begin DATA LINES

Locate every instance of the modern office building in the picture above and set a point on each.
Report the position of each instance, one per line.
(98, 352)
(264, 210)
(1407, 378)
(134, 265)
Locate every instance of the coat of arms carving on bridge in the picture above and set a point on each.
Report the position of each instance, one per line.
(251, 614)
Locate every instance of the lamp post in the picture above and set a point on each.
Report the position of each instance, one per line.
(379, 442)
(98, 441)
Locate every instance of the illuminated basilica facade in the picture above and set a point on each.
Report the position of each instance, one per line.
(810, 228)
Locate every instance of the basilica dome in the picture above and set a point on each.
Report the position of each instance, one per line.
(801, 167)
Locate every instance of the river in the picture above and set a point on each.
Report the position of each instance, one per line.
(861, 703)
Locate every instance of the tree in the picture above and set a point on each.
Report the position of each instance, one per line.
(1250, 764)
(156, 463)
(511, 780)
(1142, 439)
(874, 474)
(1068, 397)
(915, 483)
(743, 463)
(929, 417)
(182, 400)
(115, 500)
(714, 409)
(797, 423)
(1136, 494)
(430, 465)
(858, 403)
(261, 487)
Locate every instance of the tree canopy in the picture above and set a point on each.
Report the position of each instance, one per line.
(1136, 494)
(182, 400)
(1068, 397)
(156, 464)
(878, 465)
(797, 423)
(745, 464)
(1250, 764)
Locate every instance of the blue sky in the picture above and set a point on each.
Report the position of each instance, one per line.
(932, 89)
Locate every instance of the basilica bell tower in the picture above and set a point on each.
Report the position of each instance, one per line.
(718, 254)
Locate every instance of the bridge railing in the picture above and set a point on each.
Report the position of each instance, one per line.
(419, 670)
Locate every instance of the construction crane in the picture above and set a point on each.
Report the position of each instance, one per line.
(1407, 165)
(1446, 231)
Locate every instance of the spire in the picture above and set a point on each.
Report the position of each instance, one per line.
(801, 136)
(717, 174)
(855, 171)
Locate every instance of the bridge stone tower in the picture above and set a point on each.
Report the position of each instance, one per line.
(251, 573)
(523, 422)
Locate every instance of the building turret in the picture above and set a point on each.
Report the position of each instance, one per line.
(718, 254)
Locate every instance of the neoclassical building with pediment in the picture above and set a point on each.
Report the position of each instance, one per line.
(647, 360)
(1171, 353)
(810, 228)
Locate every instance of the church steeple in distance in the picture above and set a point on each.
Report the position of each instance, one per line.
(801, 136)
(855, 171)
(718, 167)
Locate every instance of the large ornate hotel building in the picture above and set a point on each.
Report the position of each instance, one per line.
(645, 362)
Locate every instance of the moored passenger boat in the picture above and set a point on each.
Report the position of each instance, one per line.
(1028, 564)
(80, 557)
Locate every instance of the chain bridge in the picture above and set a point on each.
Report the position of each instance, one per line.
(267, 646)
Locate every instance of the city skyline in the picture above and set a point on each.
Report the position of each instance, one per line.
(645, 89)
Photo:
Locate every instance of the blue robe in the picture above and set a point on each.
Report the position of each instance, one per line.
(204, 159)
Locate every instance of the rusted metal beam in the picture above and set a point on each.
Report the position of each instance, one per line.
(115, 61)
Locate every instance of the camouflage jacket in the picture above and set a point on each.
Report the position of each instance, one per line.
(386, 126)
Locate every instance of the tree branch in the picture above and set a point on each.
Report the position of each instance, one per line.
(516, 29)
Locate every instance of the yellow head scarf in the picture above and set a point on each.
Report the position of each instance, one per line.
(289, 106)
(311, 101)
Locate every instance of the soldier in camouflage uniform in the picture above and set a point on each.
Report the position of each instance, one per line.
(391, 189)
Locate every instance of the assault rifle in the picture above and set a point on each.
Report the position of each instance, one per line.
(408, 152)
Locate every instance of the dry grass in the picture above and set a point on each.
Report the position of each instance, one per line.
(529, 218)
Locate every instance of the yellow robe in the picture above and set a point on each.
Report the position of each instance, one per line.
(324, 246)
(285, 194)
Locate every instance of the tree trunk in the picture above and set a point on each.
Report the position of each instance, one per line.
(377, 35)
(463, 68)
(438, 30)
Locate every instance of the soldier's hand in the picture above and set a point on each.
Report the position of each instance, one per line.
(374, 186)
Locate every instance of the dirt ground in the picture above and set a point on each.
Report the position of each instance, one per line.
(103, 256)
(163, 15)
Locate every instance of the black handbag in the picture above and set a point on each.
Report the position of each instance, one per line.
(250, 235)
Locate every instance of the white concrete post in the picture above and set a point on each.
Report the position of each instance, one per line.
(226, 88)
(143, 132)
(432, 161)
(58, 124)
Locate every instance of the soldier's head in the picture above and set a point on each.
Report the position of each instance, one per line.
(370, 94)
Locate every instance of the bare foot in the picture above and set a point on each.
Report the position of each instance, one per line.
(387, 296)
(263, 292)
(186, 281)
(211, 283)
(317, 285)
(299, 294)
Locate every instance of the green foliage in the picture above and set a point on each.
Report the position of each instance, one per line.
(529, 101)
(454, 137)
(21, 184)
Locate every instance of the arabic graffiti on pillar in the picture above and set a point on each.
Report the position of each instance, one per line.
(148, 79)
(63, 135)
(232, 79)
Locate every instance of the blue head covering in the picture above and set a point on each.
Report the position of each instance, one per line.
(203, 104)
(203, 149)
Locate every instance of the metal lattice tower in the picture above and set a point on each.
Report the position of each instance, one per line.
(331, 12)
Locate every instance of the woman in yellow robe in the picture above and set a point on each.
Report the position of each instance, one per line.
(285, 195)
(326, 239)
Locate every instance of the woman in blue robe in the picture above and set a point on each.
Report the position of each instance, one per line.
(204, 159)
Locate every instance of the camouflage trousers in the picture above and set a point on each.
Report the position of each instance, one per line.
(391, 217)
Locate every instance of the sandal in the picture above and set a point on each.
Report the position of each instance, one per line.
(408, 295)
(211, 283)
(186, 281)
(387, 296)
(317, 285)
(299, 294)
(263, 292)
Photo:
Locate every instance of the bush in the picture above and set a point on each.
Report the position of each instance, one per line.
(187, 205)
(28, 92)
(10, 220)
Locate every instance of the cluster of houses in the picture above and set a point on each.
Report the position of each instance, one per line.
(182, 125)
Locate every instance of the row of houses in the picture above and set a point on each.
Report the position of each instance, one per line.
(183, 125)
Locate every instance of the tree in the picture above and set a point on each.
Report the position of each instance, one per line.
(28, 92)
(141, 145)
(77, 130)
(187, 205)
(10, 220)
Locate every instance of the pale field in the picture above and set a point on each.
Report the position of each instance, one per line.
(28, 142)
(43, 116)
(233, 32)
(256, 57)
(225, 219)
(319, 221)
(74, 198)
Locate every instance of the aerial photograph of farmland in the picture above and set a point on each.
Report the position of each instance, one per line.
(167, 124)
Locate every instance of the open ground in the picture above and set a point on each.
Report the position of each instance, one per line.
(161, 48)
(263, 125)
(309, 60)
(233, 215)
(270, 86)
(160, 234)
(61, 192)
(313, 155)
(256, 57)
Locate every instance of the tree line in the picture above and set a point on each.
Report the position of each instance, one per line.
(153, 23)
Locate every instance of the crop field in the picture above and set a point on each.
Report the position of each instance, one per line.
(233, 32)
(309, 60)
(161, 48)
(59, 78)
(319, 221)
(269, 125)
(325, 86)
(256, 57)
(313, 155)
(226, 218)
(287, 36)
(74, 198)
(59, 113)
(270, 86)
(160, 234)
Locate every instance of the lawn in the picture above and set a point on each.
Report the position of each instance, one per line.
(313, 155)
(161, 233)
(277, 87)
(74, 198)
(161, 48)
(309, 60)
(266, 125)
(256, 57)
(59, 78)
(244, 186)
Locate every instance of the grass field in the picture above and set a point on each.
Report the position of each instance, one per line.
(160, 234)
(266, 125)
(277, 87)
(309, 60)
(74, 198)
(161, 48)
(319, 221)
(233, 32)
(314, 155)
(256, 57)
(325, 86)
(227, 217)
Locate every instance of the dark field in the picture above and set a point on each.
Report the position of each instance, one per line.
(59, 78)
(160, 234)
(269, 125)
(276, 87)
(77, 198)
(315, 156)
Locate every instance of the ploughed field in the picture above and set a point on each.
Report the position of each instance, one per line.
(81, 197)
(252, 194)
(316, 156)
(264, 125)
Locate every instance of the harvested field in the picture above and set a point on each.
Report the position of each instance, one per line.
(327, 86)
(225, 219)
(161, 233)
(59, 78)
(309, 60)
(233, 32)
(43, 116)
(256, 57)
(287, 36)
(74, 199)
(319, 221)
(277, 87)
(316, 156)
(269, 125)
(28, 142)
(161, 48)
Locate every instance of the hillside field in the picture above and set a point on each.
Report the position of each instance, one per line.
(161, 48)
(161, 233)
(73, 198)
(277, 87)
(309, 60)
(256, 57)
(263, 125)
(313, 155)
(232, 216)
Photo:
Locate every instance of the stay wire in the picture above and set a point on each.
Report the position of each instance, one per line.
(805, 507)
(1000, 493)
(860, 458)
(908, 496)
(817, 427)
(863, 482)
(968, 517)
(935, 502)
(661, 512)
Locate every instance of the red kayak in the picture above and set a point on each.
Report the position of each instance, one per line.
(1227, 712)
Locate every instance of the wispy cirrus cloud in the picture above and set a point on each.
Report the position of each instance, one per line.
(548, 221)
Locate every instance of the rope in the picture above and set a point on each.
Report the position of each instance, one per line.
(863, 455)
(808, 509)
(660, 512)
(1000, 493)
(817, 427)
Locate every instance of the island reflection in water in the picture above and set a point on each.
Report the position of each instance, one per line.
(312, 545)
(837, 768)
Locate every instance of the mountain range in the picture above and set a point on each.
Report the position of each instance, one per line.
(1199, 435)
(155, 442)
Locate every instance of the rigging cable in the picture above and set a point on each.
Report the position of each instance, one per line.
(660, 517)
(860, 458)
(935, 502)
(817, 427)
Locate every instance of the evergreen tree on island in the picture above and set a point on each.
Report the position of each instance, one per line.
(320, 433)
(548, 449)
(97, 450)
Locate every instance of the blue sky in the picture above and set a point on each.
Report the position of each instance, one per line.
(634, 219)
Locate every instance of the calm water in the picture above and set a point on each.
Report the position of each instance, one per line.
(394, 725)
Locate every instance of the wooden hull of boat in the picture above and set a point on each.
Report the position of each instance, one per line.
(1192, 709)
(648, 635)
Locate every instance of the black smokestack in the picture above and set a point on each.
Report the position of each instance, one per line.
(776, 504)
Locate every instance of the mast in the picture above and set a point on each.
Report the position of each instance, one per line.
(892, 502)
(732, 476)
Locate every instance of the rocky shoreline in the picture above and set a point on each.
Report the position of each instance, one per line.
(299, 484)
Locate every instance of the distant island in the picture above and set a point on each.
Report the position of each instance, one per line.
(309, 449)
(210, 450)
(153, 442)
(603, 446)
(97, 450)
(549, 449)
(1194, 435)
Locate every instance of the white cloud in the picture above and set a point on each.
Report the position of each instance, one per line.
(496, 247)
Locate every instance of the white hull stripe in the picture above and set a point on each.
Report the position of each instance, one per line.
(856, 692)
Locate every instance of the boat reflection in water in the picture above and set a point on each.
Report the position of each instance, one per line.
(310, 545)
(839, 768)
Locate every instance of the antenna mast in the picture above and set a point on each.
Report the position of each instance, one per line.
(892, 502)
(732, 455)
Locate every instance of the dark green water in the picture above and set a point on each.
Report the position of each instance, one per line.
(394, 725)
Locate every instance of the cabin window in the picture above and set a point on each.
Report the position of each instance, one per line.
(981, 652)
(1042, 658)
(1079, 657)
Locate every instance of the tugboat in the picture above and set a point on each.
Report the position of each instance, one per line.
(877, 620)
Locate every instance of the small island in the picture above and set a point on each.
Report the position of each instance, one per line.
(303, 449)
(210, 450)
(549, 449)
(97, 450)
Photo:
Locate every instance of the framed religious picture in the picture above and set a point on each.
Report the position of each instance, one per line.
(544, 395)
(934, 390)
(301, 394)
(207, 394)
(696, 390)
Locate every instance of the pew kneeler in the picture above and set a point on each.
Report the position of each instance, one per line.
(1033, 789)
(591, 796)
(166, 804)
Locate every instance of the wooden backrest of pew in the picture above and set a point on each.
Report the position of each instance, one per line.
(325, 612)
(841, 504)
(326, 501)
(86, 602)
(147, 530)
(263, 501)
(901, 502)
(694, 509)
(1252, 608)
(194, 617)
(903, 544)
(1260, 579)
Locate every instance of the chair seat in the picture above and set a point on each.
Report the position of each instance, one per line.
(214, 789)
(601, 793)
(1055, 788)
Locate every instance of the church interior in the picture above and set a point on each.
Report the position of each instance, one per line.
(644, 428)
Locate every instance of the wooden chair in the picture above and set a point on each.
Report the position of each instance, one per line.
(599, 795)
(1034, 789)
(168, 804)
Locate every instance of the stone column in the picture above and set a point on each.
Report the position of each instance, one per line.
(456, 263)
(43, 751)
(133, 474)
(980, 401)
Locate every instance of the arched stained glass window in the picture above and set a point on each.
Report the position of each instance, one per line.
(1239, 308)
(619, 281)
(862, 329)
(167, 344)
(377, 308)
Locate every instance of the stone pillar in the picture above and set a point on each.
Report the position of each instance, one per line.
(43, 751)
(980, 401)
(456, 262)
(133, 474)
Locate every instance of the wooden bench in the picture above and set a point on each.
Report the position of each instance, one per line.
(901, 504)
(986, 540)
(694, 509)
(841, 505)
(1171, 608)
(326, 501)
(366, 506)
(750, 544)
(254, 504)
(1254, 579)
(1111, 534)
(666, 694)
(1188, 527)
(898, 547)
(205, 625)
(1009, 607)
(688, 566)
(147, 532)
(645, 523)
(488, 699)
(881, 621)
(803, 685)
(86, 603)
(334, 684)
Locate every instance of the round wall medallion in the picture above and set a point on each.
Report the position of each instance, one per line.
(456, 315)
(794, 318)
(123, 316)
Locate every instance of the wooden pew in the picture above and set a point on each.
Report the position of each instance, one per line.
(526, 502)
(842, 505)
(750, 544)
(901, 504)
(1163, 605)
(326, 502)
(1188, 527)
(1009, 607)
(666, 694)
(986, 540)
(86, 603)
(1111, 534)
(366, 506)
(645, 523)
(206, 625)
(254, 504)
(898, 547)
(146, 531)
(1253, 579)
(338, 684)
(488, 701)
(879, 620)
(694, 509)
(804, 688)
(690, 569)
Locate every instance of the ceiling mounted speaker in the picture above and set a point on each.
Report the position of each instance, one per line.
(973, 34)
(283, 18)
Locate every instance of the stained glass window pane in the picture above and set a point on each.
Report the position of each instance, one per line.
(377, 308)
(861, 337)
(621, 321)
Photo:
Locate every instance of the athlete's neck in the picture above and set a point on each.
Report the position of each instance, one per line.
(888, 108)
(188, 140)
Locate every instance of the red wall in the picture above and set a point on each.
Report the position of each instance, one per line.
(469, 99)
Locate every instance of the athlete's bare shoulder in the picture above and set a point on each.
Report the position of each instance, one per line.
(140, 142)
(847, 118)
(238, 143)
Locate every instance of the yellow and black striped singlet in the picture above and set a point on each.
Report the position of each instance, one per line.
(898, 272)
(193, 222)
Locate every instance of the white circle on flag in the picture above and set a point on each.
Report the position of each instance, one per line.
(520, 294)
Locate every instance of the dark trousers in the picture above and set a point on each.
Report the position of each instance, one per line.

end DATA LINES

WORK TO BE COMPLETED
Starting with the line that contains "Locate every instance of the round", write out each line through the end of the listing, exactly as it appears, and include nothing else.

ANSWER BELOW
Locate every instance of the round wall medallion in the picture above and set a point on each.
Report the position of each instance, one per line.
(456, 315)
(794, 318)
(123, 316)
Locate every instance of the wooden pew in the picture above and set a point on each.
Report the position of each instance, one per line.
(526, 502)
(842, 505)
(750, 544)
(901, 504)
(1163, 605)
(326, 502)
(1188, 527)
(1009, 607)
(666, 694)
(986, 540)
(86, 603)
(1111, 534)
(366, 506)
(645, 523)
(206, 625)
(254, 504)
(898, 547)
(146, 531)
(1253, 579)
(338, 684)
(488, 701)
(879, 620)
(694, 509)
(804, 688)
(690, 569)
Locate every instance of the ceiling mounted speaker in the picture above and set a point on each.
Report the position of each instance, one per line.
(973, 34)
(283, 18)
Locate every instance of the stained glass window pane in the picture above and set a point on each.
Report the position of each instance, one per line.
(377, 308)
(861, 337)
(621, 321)
Photo:
Locate every instance of the athlete's neck in the picture above and set a point on each.
Report the position of each instance, one per line.
(888, 108)
(188, 140)
Locate every instance of the red wall in the picture above and set a point on each.
Report the position of each instance, one per line.
(469, 99)
Locate every instance of the athlete's bare shoulder in the picture above and set a point on each.
Report the position of each instance, one per line.
(140, 142)
(847, 118)
(238, 143)
Locate every instance of the yellow and black striped singlet in the picture above and set a point on each.
Report the position of each instance, one per line.
(898, 272)
(193, 222)
Locate every instance of the white circle on flag in the picture above and set a point on each.
Report the position of each instance, one per line.
(520, 294)
Locate every instance of the dark trousers in the picture above and set a point on each.
Report the position of each instance, one per line.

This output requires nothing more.